Direction: Pictures aside, repeat every entry exactly.

###

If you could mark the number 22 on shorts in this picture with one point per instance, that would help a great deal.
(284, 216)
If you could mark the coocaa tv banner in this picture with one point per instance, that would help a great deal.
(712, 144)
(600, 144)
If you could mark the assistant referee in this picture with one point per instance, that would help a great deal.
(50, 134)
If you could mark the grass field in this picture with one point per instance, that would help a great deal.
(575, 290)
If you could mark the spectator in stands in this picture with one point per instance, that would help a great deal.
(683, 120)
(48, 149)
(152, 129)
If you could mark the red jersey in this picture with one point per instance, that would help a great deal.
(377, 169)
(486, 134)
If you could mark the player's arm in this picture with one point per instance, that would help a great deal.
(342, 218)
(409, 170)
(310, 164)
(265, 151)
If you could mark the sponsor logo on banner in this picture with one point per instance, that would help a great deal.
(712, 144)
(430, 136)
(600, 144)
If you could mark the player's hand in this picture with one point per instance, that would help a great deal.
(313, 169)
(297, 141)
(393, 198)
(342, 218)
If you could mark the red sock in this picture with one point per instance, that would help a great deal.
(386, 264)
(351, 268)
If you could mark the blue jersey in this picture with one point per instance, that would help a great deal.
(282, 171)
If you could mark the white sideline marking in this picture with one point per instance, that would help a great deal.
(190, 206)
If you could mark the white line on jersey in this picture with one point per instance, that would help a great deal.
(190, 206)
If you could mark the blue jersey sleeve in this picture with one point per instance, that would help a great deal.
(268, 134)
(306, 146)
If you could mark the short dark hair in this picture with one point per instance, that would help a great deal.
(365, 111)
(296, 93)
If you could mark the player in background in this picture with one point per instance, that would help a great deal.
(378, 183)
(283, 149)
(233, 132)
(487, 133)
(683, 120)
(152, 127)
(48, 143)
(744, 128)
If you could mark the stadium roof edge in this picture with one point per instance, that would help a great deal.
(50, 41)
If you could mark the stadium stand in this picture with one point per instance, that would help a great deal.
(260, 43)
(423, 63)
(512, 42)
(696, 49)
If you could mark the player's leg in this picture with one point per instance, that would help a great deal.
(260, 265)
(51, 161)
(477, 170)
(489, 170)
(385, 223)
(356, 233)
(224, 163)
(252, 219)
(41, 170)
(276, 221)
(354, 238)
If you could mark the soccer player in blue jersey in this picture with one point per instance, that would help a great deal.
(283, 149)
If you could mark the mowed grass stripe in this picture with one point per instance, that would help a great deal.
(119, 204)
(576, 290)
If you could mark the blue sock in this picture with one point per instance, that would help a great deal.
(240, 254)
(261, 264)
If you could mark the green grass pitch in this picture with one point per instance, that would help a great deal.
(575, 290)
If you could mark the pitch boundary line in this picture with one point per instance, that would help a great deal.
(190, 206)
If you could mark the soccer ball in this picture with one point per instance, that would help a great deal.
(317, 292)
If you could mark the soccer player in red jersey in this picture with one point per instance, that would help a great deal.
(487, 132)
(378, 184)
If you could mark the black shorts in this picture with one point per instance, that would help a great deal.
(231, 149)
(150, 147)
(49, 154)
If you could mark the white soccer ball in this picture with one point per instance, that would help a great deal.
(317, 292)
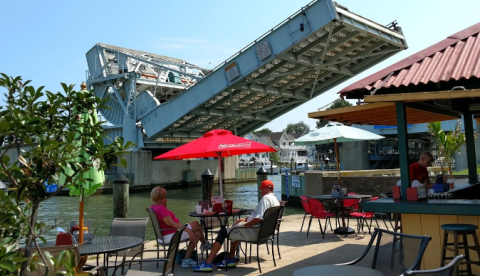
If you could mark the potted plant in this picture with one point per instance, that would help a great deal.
(446, 143)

###

Written answer:
If you could mark the number 22 on shorts in this picture with one point per instance, that would help a great deal.
(284, 216)
If you could mark the coocaa tv banner in this picture with one point per instance, that would help a great deal.
(712, 144)
(600, 144)
If you could mark the assistant referee in this picture with one point per instance, that would help a great deal.
(50, 134)
If you could mark the grass field in this picture with one point per instance, that would help a great deal.
(575, 290)
If you could mark the spectator in stands in this picture with one point per instance, that would help a great deal.
(683, 120)
(48, 149)
(152, 129)
If you could mark the red jersey in this picture with one point per instance, that would help a great deal.
(377, 169)
(486, 134)
If you could mark the player's arm in this picture with one point per instance, that would help a great deal.
(342, 218)
(409, 170)
(310, 164)
(265, 151)
If you could mark the sponsor logo on banner in this picture with one point per instance, that would help a great deal.
(712, 144)
(430, 136)
(600, 144)
If you could mark the player's hand in this picture with one point per instance, that would help a great deal.
(313, 169)
(297, 141)
(393, 198)
(342, 218)
If you could mark the red sock in this picture with one point per instance, that would help a great deal.
(386, 264)
(351, 268)
If you could mark the blue jersey in this picture with one point per instance, that would help a great deal.
(282, 171)
If you could mark the white sideline marking in this picture with one point per instance, that would help a great deal.
(190, 206)
If you could mark the white line on jersey in this picture with one point per instance, that would help a great deal.
(190, 206)
If you could mark the blue jersey sleeve in this picture with one point per instance, that would help a great deal.
(268, 134)
(306, 146)
If you could mark the short dark hair in this picture with one point per instance, that would help a great deal.
(365, 111)
(296, 93)
If you could mark the player in background in this picture with one point per instance, that would help a great deal.
(378, 183)
(283, 149)
(233, 132)
(487, 133)
(683, 120)
(152, 127)
(48, 143)
(744, 128)
If you could mark the stadium roof edge in this picture with one point per instance, that would help a great deal.
(50, 41)
If you could mark the stadium stand in this picture with one point per instance, that would help a great deal.
(260, 43)
(423, 63)
(512, 42)
(696, 49)
If you could mark the player's leg in this picture with one point per instance, that would help a great deal.
(260, 265)
(51, 161)
(477, 170)
(489, 170)
(385, 223)
(356, 233)
(224, 163)
(252, 219)
(41, 170)
(276, 221)
(354, 238)
If you could mark the soccer player in blue jersey in this picture with one point per instance, that would help a great deal.
(283, 149)
If you could mark the mowed grass stripe in this picture with one point per instance, that would help a great deal.
(119, 204)
(576, 290)
If you could mark the blue sock in this picture with one point per instance, that would help a great deal.
(240, 254)
(261, 264)
If you could mark the green grass pitch in this picture with one point per instance, that would help a great deal.
(575, 290)
If you could mark the pitch boundary line in this picture with one point per instance, that would help a great deal.
(190, 206)
If you could mark the soccer ball in this picture with one point per instance, that would help a great deal.
(317, 292)
If you could mark the soccer player in red jersey in this picture with one point per instance, that would help a great deal.
(487, 132)
(378, 184)
If you could mark the black shorts in this picture with one point per instance, that would help a great deal.
(231, 149)
(150, 147)
(49, 154)
If you could mark the white soccer ball in this picture with one point per instance, that would help a great deal.
(317, 292)
If you could mark the potted plant in this picture with one point per instance, that would help a great deal.
(446, 143)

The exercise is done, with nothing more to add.